Information shown |
==================================================
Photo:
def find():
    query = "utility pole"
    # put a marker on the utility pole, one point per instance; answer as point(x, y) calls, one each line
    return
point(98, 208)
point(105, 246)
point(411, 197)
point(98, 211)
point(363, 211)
==================================================
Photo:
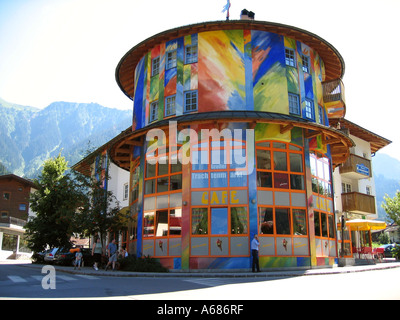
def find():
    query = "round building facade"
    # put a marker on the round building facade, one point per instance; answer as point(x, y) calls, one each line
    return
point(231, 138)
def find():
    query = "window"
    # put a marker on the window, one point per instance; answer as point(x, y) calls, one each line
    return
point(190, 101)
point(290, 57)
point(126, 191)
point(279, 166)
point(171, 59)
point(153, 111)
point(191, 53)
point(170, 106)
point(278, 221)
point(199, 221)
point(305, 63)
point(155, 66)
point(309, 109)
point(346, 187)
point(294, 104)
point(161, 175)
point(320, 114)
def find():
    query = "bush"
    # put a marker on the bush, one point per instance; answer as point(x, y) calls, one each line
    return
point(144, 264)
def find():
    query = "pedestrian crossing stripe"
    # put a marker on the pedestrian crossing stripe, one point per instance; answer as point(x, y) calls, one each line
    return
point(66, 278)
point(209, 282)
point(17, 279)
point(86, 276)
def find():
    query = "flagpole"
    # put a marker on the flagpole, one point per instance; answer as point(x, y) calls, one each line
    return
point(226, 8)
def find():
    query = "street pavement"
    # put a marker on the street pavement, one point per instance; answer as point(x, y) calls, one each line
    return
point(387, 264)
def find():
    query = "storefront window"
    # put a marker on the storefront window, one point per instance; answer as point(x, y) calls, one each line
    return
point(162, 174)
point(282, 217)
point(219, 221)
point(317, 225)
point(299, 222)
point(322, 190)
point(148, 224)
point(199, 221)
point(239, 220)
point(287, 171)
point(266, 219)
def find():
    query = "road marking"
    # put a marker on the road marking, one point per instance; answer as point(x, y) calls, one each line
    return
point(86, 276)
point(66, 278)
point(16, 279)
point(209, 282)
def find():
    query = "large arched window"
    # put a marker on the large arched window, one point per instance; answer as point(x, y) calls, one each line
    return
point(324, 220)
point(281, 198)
==================================================
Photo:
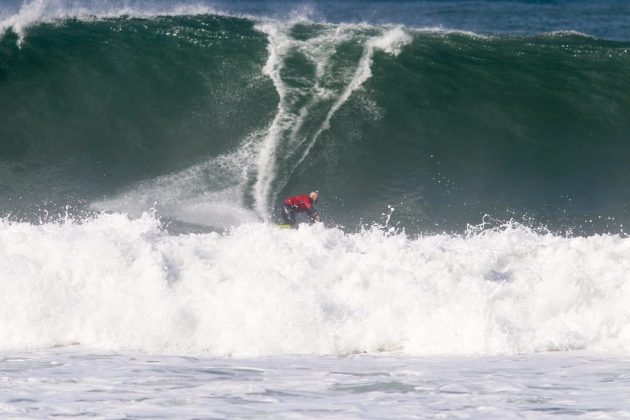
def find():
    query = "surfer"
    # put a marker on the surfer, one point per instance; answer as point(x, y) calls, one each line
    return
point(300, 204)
==================================================
Exercise goal | How many lines in the entries above contain the string "query", with case counting? Reply with the number only.

Result below | 11